● **Stated task 1**
Count the lines of the records that contain the string "grassy", treating case as significant. Give only the number.

Luckily like others, I have Apple TV and Roku to fall back on and Netflix works fine on them even while it is crashing my TiVo. This is frustrating and ridiculous because if I'm recording anything when the crash occurs my recordings are toast!

Anyone have any idea what is causing this and know if TiVo is aware of the problem?


----------



## djones18 (Jan 6, 2006)

djones18 said:


> Netflix app now causing reboots on my new XL4. First month of ownership Netflix seemed to work fine. Now when I go to Netflix app, my screen goes blank for about 30 seconds, then TiVo reboots. All other VOD apps work fine and I have a fast wireless network. After reboot Netflix might or might not work. Crashes seem random.
> 
> Luckily like others, I have Apple TV and Roku to fall back on and Netflix works fine on them even while it is crashing my TiVo. This is frustrating and ridiculous because if I'm recording anything when the crash occurs my recordings are toast!
> 
> Anyone have any idea what is causing this and know if TiVo is aware of the problem?


--------------------------

Update: Well, I know what's happening but I don't know why. When I select Netflix from the VOD list, the screen goe's black while the TiVo attempts to connect to the Netflix servers. My TiVo is unable to connect and within about 30 seconds the TiVo reboots. One time the Netflix banner did show up and indicated TiVo couldn't connect to the Netflix server. Pushing the TiVo button brought back the normal screen for this function.

My TiVo XL4's Hulu +, Amazon on Demand, and Pandora apps all work flawlessly. Apple TV and Roku on same wireless network work flawlessly with Netflix. Since rebooting doesn't solve the problem, should I rerun Guided Setup? Anyone else seeing TiVo crash when Netflix app can't connect to servers?


----------



## rogmatic (Sep 17, 2009)

There is something wrong with the way it flips between formats. When I go from YouTube or Netflix I lose signal


----------



## drewdog (Feb 3, 2007)

[Photo object-pointing records]
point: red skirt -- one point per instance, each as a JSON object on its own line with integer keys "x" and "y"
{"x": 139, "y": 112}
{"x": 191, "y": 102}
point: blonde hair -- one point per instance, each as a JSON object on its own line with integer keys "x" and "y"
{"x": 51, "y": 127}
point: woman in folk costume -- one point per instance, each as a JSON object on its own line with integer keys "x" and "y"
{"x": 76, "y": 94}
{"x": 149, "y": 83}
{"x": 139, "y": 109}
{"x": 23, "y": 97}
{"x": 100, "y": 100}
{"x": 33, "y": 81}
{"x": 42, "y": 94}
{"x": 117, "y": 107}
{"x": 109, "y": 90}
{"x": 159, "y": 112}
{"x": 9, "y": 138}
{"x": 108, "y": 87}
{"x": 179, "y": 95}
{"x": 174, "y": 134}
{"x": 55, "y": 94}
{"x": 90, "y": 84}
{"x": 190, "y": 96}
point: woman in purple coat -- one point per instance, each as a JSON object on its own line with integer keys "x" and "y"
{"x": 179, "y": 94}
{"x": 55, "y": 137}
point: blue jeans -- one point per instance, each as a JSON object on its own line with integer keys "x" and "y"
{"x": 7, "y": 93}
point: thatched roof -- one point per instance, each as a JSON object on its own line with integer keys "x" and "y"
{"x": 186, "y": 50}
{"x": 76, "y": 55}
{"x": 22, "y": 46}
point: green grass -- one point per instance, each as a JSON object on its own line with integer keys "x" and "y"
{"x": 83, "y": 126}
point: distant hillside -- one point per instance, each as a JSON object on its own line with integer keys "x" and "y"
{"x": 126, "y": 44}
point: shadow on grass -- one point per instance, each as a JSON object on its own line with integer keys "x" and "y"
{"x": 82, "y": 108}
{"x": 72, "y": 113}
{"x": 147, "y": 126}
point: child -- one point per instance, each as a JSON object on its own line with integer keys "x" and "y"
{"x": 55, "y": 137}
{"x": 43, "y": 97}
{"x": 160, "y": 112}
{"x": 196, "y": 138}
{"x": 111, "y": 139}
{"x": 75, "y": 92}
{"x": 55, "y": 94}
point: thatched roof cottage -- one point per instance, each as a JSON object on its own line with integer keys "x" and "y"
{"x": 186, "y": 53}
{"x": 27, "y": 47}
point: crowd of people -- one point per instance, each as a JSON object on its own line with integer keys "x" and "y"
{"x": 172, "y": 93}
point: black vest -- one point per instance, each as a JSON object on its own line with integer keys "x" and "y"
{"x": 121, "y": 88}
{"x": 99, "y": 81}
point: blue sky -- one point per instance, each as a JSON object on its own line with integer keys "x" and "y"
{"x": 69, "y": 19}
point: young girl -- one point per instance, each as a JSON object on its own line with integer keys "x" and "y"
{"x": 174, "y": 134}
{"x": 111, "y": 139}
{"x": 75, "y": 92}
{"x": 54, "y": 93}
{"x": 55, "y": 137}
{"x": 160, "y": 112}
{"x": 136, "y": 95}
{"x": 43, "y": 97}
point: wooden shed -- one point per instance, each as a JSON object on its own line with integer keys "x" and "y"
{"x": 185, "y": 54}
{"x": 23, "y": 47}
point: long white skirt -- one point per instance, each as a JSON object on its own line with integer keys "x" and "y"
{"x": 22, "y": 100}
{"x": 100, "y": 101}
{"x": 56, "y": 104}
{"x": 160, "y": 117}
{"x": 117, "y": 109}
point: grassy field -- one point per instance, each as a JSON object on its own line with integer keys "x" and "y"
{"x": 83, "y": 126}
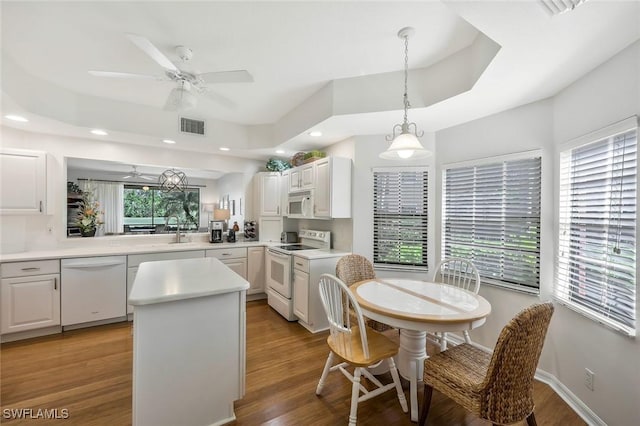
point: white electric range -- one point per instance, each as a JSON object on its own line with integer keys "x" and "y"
{"x": 280, "y": 267}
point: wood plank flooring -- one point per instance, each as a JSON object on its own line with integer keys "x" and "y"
{"x": 88, "y": 372}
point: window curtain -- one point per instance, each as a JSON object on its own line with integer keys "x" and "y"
{"x": 111, "y": 198}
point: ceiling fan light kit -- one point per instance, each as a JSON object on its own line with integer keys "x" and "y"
{"x": 404, "y": 139}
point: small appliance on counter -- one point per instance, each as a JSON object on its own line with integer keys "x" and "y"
{"x": 288, "y": 237}
{"x": 215, "y": 231}
{"x": 250, "y": 231}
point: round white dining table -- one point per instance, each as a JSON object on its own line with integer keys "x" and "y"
{"x": 415, "y": 307}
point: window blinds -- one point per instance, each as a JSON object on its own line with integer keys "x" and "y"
{"x": 491, "y": 216}
{"x": 596, "y": 264}
{"x": 400, "y": 217}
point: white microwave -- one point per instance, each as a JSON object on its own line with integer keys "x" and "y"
{"x": 300, "y": 205}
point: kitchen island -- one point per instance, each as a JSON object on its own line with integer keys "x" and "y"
{"x": 189, "y": 342}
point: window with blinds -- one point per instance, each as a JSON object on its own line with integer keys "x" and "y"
{"x": 491, "y": 216}
{"x": 596, "y": 263}
{"x": 400, "y": 217}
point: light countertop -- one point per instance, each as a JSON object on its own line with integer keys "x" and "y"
{"x": 121, "y": 249}
{"x": 171, "y": 280}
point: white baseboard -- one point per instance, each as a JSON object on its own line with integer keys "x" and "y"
{"x": 552, "y": 381}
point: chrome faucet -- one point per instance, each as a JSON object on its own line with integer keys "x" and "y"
{"x": 177, "y": 226}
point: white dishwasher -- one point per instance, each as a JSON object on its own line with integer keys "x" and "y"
{"x": 93, "y": 289}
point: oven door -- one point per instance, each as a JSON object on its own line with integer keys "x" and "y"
{"x": 279, "y": 272}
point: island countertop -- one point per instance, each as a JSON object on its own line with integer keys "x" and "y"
{"x": 171, "y": 280}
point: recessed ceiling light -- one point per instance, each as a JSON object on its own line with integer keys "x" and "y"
{"x": 13, "y": 117}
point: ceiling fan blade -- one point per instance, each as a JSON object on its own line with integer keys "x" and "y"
{"x": 125, "y": 75}
{"x": 237, "y": 76}
{"x": 216, "y": 97}
{"x": 147, "y": 47}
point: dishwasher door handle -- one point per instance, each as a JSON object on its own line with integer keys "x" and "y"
{"x": 90, "y": 265}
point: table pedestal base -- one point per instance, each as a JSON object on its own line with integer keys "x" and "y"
{"x": 411, "y": 356}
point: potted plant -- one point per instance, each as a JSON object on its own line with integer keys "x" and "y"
{"x": 89, "y": 215}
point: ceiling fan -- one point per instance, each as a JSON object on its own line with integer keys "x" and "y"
{"x": 136, "y": 174}
{"x": 181, "y": 97}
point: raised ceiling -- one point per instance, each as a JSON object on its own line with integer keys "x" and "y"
{"x": 331, "y": 66}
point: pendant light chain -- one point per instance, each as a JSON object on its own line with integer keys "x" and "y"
{"x": 407, "y": 105}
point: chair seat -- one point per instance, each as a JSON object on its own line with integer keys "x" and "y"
{"x": 459, "y": 373}
{"x": 348, "y": 348}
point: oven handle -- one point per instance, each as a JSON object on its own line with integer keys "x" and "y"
{"x": 280, "y": 255}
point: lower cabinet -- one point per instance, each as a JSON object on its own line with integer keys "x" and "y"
{"x": 255, "y": 269}
{"x": 134, "y": 260}
{"x": 93, "y": 289}
{"x": 30, "y": 295}
{"x": 234, "y": 257}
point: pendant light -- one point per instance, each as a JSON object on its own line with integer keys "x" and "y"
{"x": 405, "y": 144}
{"x": 173, "y": 180}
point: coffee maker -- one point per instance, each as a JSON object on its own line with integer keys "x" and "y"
{"x": 216, "y": 228}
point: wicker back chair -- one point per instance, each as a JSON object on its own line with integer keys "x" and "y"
{"x": 353, "y": 268}
{"x": 497, "y": 387}
{"x": 354, "y": 344}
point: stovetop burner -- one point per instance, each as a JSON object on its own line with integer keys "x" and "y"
{"x": 294, "y": 247}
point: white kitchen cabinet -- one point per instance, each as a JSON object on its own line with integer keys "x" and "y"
{"x": 93, "y": 289}
{"x": 301, "y": 178}
{"x": 301, "y": 290}
{"x": 332, "y": 194}
{"x": 30, "y": 295}
{"x": 134, "y": 261}
{"x": 269, "y": 184}
{"x": 234, "y": 257}
{"x": 23, "y": 178}
{"x": 255, "y": 270}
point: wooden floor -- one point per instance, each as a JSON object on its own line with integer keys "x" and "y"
{"x": 88, "y": 373}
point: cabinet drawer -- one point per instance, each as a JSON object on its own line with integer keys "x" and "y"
{"x": 227, "y": 253}
{"x": 137, "y": 259}
{"x": 301, "y": 264}
{"x": 24, "y": 269}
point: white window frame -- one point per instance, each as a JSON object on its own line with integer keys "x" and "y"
{"x": 487, "y": 161}
{"x": 560, "y": 289}
{"x": 399, "y": 169}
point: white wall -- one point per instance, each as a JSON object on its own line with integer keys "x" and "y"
{"x": 19, "y": 233}
{"x": 606, "y": 95}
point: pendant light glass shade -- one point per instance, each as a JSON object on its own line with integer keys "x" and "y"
{"x": 405, "y": 145}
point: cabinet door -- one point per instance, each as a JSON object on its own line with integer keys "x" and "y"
{"x": 307, "y": 177}
{"x": 322, "y": 194}
{"x": 301, "y": 295}
{"x": 239, "y": 266}
{"x": 22, "y": 182}
{"x": 255, "y": 270}
{"x": 270, "y": 194}
{"x": 30, "y": 302}
{"x": 131, "y": 277}
{"x": 295, "y": 181}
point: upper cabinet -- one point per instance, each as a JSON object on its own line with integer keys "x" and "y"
{"x": 270, "y": 201}
{"x": 302, "y": 178}
{"x": 22, "y": 182}
{"x": 332, "y": 191}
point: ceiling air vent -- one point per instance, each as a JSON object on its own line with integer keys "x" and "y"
{"x": 194, "y": 127}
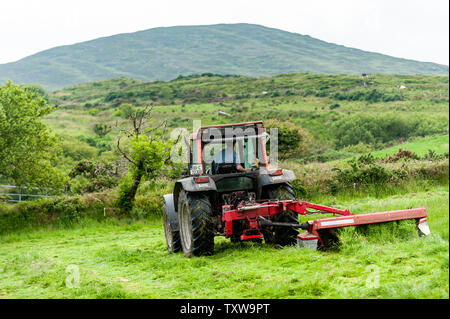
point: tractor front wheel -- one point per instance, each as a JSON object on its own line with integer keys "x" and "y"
{"x": 172, "y": 236}
{"x": 196, "y": 226}
{"x": 281, "y": 235}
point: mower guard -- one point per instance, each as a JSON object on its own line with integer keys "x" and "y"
{"x": 321, "y": 231}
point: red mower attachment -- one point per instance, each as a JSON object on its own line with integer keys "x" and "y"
{"x": 320, "y": 232}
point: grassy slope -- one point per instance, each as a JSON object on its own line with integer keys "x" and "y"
{"x": 303, "y": 99}
{"x": 165, "y": 53}
{"x": 118, "y": 260}
{"x": 438, "y": 144}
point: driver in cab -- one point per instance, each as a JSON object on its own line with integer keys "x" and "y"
{"x": 228, "y": 155}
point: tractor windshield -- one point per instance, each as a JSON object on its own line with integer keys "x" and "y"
{"x": 247, "y": 151}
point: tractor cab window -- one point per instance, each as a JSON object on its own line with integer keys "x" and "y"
{"x": 242, "y": 151}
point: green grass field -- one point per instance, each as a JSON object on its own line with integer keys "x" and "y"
{"x": 118, "y": 260}
{"x": 438, "y": 144}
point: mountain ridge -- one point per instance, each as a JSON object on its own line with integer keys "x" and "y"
{"x": 163, "y": 53}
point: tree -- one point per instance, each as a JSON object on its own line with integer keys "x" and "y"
{"x": 147, "y": 153}
{"x": 102, "y": 129}
{"x": 27, "y": 146}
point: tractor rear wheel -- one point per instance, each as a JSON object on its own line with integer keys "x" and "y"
{"x": 196, "y": 226}
{"x": 281, "y": 235}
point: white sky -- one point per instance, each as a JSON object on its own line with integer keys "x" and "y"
{"x": 413, "y": 29}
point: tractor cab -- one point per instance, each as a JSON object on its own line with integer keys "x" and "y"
{"x": 228, "y": 149}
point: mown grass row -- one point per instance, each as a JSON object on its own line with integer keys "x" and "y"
{"x": 120, "y": 260}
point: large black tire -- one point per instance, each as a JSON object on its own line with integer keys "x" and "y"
{"x": 196, "y": 224}
{"x": 172, "y": 236}
{"x": 281, "y": 235}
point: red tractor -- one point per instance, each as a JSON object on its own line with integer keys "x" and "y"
{"x": 231, "y": 191}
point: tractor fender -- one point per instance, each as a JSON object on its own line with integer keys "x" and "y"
{"x": 189, "y": 185}
{"x": 265, "y": 179}
{"x": 171, "y": 212}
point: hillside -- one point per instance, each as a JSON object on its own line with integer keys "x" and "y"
{"x": 165, "y": 53}
{"x": 329, "y": 108}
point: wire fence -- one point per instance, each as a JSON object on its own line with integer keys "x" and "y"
{"x": 17, "y": 194}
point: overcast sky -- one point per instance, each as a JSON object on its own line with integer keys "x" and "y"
{"x": 412, "y": 29}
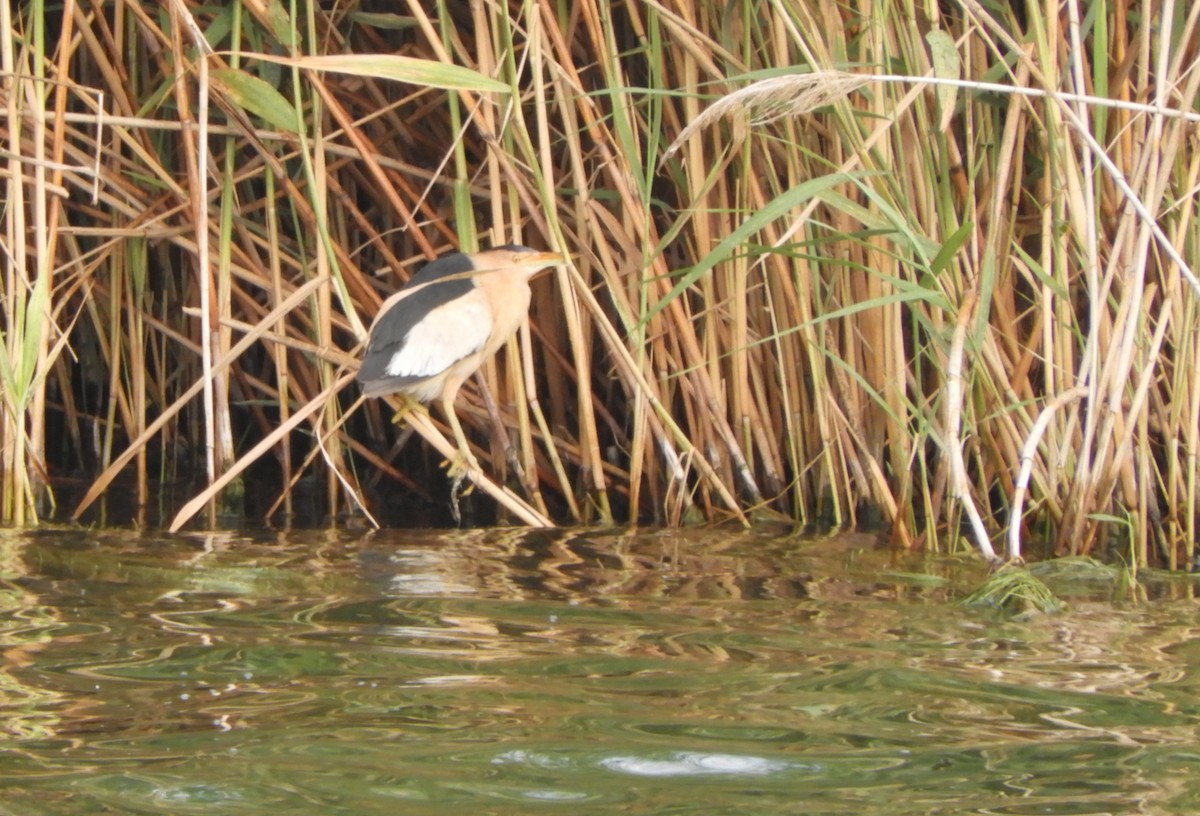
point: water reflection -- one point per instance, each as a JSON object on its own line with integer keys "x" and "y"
{"x": 508, "y": 671}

● **Stated task 2**
Please pick up the TiVo Netflix forum thread where it stops and continue it.

● **Right answer 1**
2

● **Right answer 2**
rogmatic said:


> There is something wrong with the way it flips between formats. When I go from YouTube or Netflix I lose signal


I would agree with this. When mine crashes, it plays for a moment in crappy grainy video, then when the network catches up and it tries to flip to HD, it dies.


----------



## shawnmcf214 (Dec 26, 2012)

It looks like i was able to at least view what i wanted to view. I simply went into the Tivo setup and forced my player to do 480p instead of native mode.

I realize this is not optimum but it worked for my S3 and is a good fix until they roll out a fix.

thanks,
Shawn


----------



## Caesarv (Apr 5, 2008)

Streaming Netflix is almost useless on my new Premiere. I have a solid 10Mbps connection but during the 4 movies we have streamed, the TiVo has locked up 3 times; forcing a reboot. I am not sure if I should call TiVo or Netflix about this.

I am not at all impressed with this app. Tivo needs to get more practical and put a reset button on the front, otherwise I will wear out the power cord!


----------



## moyekj (Jan 24, 2006)

Caesarv said:


> Tivo needs to get more practical and put a reset button on the front, otherwise I will wear out the power cord!


 Hold down the format button on front panel for ~30 secs and that will reboot the TiVo.


----------



## capkj (Jun 3, 2006)

I guess Iv'e been lucky my premiere has never locked or rebooted. I use netflix often too!!! Knock on wood.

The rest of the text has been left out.